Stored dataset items
[BEGIN]
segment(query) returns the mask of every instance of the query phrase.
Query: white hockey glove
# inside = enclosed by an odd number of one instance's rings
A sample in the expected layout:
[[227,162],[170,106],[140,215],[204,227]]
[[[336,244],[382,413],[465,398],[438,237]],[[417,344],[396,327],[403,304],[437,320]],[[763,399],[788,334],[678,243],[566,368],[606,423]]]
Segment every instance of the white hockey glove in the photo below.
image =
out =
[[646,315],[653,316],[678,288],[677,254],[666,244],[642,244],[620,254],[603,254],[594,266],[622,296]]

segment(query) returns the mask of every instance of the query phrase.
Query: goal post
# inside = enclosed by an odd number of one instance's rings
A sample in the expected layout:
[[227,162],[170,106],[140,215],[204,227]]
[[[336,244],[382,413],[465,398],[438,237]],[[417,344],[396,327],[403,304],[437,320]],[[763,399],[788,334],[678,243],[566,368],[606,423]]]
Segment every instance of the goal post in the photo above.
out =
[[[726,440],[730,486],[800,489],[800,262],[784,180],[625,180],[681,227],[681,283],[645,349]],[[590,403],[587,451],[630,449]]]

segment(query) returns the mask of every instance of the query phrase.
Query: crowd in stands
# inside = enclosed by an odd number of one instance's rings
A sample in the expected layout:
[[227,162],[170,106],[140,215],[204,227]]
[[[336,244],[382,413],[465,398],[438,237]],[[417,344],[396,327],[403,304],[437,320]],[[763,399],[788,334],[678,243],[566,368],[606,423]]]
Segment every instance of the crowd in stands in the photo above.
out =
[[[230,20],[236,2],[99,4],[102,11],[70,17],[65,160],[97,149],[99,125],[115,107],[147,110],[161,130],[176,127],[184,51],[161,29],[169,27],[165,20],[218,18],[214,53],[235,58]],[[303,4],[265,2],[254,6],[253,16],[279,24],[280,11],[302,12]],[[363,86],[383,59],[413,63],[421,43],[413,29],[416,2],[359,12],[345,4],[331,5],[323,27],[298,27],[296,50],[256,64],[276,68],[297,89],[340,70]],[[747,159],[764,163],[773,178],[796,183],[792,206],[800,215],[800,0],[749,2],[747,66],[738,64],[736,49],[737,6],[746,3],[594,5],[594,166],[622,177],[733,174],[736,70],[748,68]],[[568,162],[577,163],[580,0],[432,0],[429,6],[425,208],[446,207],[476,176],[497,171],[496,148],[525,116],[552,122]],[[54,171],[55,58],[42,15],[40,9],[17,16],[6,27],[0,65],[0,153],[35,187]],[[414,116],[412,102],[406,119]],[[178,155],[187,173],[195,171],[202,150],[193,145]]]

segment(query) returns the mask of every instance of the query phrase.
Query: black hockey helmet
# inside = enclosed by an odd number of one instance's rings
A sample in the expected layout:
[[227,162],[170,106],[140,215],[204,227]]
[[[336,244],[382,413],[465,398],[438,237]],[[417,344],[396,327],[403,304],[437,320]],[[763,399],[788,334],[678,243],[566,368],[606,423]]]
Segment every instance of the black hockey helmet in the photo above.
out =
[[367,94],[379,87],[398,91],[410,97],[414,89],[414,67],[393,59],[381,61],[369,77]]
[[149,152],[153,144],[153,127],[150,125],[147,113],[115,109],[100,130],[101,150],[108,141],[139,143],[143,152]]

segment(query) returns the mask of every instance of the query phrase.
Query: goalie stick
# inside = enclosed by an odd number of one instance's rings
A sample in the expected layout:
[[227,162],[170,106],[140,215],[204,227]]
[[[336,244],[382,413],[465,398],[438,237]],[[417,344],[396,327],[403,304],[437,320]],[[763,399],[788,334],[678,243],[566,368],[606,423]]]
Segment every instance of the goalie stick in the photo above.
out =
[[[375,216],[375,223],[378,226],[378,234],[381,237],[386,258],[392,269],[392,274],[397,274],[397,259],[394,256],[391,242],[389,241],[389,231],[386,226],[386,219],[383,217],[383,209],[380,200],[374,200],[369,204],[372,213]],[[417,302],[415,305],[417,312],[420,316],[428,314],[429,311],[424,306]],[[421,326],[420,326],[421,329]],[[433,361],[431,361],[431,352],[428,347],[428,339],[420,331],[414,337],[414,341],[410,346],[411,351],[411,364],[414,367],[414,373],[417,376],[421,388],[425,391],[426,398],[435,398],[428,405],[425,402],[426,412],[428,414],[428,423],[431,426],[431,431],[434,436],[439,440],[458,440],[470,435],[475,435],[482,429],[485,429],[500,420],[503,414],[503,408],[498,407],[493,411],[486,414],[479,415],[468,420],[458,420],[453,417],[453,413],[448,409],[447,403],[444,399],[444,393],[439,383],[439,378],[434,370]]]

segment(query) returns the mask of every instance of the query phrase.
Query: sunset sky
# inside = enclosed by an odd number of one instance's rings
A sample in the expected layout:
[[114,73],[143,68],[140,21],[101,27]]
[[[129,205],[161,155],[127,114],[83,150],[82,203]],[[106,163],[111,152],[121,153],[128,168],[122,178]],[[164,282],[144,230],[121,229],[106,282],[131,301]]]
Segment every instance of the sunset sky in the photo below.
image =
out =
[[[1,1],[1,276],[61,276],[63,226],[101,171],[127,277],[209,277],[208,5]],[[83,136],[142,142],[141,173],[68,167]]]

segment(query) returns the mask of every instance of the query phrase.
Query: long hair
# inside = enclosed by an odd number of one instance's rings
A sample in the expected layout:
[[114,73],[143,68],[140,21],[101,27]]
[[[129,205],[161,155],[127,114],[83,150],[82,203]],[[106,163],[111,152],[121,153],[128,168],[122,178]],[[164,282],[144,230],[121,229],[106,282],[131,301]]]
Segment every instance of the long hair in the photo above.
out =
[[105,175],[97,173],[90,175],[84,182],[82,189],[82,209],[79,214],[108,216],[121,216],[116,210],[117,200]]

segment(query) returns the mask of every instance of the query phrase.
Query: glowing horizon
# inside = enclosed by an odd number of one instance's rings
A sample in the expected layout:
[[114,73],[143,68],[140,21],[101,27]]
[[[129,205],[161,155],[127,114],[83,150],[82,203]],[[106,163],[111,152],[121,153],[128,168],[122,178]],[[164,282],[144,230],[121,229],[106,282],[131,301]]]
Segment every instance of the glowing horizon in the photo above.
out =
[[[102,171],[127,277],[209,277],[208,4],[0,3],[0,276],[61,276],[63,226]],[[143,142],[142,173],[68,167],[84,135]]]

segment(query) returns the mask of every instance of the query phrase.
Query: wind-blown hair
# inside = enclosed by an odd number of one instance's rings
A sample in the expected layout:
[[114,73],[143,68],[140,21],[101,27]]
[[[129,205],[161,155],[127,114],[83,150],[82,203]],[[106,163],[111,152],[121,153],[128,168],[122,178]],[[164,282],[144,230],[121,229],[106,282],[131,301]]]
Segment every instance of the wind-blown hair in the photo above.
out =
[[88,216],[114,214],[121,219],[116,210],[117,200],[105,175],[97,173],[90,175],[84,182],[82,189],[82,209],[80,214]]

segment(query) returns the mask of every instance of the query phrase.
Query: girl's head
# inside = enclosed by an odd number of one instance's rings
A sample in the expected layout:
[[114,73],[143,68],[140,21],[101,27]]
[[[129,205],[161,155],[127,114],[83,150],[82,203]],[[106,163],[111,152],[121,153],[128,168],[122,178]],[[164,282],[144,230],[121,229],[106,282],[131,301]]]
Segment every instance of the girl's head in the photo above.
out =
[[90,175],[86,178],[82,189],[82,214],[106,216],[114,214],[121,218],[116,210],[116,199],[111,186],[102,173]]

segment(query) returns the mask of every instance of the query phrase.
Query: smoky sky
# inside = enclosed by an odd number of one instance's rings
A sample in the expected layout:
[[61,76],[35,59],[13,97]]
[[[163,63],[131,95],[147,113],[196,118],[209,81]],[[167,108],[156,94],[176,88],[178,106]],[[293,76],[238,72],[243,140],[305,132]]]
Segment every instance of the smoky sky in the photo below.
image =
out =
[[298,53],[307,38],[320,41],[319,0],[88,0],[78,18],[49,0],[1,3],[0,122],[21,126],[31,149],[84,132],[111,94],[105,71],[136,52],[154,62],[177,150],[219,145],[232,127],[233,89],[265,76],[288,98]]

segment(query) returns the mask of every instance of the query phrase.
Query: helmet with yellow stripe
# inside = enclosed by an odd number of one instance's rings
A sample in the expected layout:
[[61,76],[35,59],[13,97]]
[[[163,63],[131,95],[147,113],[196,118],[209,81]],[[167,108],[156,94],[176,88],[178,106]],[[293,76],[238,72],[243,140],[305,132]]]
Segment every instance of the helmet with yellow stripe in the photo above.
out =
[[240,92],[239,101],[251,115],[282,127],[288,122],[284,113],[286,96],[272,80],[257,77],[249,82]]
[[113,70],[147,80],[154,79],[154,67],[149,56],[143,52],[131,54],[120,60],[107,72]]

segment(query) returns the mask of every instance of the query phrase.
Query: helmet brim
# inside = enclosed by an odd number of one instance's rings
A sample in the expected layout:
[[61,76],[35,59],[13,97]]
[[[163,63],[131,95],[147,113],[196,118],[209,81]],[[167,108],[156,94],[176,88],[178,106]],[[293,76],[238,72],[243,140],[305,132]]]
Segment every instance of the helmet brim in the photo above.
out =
[END]
__INSTRUCTIONS TO FOLLOW__:
Identify every line in the listing above that contains the word "horizon", and copy each of those lines.

__ANSWER FOR THE TASK__:
Query: glowing horizon
Segment every instance of the glowing horizon in the photo above.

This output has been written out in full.